*Exercise*.
Reproduce each line of the listing exactly.

Records of labeled points
_ _ _ _

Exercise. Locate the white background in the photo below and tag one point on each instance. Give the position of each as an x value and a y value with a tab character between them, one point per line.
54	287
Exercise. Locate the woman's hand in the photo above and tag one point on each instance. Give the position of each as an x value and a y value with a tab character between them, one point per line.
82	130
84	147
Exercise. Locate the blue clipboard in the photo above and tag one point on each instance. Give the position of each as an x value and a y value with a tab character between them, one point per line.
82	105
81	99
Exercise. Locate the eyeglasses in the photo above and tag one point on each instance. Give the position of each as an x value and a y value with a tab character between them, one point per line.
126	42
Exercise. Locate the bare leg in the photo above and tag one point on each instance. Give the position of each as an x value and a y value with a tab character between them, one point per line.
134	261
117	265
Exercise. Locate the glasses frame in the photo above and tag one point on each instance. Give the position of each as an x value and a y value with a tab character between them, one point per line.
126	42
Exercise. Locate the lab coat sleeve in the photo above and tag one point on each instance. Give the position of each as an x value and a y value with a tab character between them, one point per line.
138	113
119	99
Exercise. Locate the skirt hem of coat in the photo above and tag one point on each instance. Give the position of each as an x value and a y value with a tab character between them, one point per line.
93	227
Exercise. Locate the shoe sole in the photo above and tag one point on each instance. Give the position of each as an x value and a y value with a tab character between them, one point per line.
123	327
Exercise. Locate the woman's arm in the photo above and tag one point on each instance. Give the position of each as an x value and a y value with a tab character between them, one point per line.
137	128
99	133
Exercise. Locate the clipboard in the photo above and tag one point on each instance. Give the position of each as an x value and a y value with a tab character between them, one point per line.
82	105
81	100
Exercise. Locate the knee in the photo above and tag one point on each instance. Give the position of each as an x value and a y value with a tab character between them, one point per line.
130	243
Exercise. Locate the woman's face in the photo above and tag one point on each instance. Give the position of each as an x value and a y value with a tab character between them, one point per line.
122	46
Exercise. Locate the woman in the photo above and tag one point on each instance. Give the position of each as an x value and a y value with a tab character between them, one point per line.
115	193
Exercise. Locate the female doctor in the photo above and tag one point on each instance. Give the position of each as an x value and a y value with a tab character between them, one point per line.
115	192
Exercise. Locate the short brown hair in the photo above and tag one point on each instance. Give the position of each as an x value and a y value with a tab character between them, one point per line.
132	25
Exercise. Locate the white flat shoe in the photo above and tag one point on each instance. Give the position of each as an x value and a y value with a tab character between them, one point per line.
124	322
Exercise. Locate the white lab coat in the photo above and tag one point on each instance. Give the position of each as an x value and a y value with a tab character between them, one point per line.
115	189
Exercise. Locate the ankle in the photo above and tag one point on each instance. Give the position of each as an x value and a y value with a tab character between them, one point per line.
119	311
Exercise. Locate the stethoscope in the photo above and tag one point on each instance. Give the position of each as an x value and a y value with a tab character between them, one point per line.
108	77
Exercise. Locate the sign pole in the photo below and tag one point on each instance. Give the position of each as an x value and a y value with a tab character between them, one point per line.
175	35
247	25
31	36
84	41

_ _ _ _

*Problem solution*.
Exercise. Locate the white background in the photo below and tag one point on each instance. Give the position of each as an x value and a y value with a tab character between them, one point per line.
54	287
Exercise. Locate the woman's hand in the photo above and tag one point on each instance. Give the position of each as an x value and a y value with a tab character between them, one point per line.
82	130
84	147
Exercise. Locate the blue clipboard in the photo above and tag one point on each instance. Give the position of each as an x value and a y value with a tab character between them, one point per line.
82	105
81	99
Exercise. Locate the eyeglasses in the photo above and tag one point on each instance. Give the position of each as an x value and a y value with a tab character between them, one point per line.
126	42
Exercise. Locate the bare leg in the photo above and tag one point on each instance. Give the position of each as an x value and a y value with a tab character between them, one point per line.
134	261
117	265
Exercise. Locate the glasses frame in the photo above and tag one point on each instance. Give the position of each as an x value and a y value with a tab character between them, one point per line.
126	42
Exercise. Locate the lab coat sleeve in the photo above and tag one point on each instance. Give the position of each as an x value and a y value with a tab character between them, one point per line.
138	113
119	99
Exercise. Locate the skirt hem of coat in the photo above and tag one point on each instance. Give the position of each as an x value and a y value with a tab character between them, one point per line.
93	227
Exercise. Locate the shoe sole in the photo above and tag one point on each instance. Give the position of each as an x value and a y value with a tab character between them, one point per line.
123	327
Exercise. Locate the woman's arm in the photo above and tag one point on each instance. Give the position of each as an x value and a y value with a tab character between them, one point per line.
137	128
99	133
Exercise. Locate the clipboard in the photo above and tag one point on each instance. Give the position of each as an x value and a y value with a tab character between them, one point per line.
82	105
81	100
Exercise. Locate the knee in the photo above and tag one point on each instance. Give the position of each as an x value and a y value with a tab character between them, one point per line.
130	243
Exercise. Locate the woman's face in the photo above and tag one point on each instance. Give the position of each as an x value and a y value with a tab character between them, one point per line.
122	46
Exercise. Locate the woman in the photo above and tag one point on each instance. Give the position of each as an x value and a y value with a tab character between them, one point per line.
115	193
Exercise. Locate the female doctor in the photo above and tag one point on each instance. Give the position of each as an x value and a y value with a tab character between them, one point per line.
115	192
Exercise. Locate the short brown hair in the photo above and tag one point on each instance. Give the position of each as an x value and a y value with a tab character between them, one point per line.
132	25
Exercise. Locate the white flat shoe in the photo above and tag one point on each instance. Give the position of each as an x value and a y value with a tab character between them, one point per line.
124	322
Exercise. Locate the white lab coat in the photo above and tag one point on each instance. Give the position of each as an x value and a y value with a tab character between them, one point per line.
115	189
Exercise. Locate the ankle in the photo above and tag one point on each instance. Give the position of each as an x value and a y value with a tab character between them, one point per line.
119	311
Exercise. Locate the stethoscope in the photo above and tag one point on each instance. Give the position of each as an x value and a y value with a tab character between them, one point per line.
108	77
Exercise. Locate the sign pole in the photo below and tag one point on each instance. Give the position of each as an x value and a y value with a tab character between them, one point per line.
175	35
247	25
31	36
84	41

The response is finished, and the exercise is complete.